*Your tasks*.
**1)** In the forum thread on paralogs in pan-genomes, what option does the reply say many orthology clustering tools provide?
**2)** Retype everything in the forum thread on paralogs in pan-genomes from "My question is" down to "matter. Thank you!".
══ Passage for review
How to handle paralogs in pan-genomes?
1
0
Entering edit mode
15 months ago
liorglic ▴ 340

Hello,
I am studying the topic of creating pan genomes. Specifically, I am working on eukaryotes, but I think my question also applies to prokaryotes.
After assembling an annotating all genomes, one usually needs to cluster all predicted gene/protein sequences in order to be able to compare genomes in terms of gene content. In other words, we need to match orthologs from different genomes to each other. As far as I understand, this is usually done with some clustering method, e.g. OrthoMCL, CD-HIT or GET_HOMOLOGOUES-EST.
When a cluster only contains 1 (or 0) genes per strain/sample, things are pretty straightforward. However, I couldn't find an explanation of resolving situations where multiple genes from the same strain occur in the same cluster. This happens when paralogs and orthologs are clustered together, and is rather common at least in my data.
My question is how should such clusters be treated? Do we just ignore the fact that they contain paralogs and count them as one gene, and calculate the occupancy as the corresponding number of strains in the cluster as usual? Or maybe some processing of raw clusters should be performed first to avoid paralogs in clusters? If so, can you refer me to some common method? This choice will affect the number of genes in the resulting pan-genome, so it should be made carefully. However, I haven't seen any paper that refers to this issue, so I might be missing something.
Would appreciate a clarification of this matter. Thank you!

orthologs paralogs pan-genome • 499 views
2
Entering edit mode
15 months ago
Joe 19k

There's not a single answer to this question, as it depends what you're trying to say about the data. Many orthology clustering tools provide an option to split paralogs out of clusters, but whether this is important to you or not depends on the question.
════
══ Input data
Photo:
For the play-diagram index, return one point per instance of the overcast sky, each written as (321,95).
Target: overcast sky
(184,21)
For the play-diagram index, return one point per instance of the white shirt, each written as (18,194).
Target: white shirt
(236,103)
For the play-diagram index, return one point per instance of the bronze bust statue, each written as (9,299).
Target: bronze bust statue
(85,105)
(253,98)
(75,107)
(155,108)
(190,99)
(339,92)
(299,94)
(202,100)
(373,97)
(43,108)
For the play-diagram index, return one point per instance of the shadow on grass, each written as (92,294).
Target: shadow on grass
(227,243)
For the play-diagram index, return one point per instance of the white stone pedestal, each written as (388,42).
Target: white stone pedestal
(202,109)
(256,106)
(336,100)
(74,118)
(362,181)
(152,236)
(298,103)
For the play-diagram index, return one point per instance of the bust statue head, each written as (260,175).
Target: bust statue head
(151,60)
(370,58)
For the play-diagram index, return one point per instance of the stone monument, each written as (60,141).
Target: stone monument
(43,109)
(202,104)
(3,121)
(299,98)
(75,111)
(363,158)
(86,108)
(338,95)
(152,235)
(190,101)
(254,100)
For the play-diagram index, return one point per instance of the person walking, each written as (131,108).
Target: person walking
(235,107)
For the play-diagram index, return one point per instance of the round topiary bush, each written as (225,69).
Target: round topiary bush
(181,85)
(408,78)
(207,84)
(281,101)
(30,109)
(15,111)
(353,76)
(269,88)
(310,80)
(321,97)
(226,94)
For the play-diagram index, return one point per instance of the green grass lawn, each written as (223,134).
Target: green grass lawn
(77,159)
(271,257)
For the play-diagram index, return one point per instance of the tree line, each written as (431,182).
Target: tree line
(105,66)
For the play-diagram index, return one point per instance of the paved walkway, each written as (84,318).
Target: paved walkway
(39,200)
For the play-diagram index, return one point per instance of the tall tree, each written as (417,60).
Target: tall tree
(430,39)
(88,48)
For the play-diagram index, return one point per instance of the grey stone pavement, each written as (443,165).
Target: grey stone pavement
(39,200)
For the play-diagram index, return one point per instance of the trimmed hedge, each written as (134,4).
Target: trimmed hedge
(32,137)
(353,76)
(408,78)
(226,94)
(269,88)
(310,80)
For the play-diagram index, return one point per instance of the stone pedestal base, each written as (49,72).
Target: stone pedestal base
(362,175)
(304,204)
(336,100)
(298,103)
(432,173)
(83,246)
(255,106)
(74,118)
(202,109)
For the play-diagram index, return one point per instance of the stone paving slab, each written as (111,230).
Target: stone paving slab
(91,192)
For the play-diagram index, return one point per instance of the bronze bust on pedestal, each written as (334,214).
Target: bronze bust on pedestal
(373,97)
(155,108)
════
*Answers for the exercise*.
**1)** An option to split paralogs out of clusters.

**2)**
My question is how should such clusters be treated? Do we just ignore the fact that they contain paralogs and count them as one gene, and calculate the occupancy as the corresponding number of strains in the cluster as usual? Or maybe some processing of raw clusters should be performed first to avoid paralogs in clusters? If so, can you refer me to some common method? This choice will affect the number of genes in the resulting pan-genome, so it should be made carefully. However, I haven't seen any paper that refers to this issue, so I might be missing something.
Would appreciate a clarification of this matter. Thank you!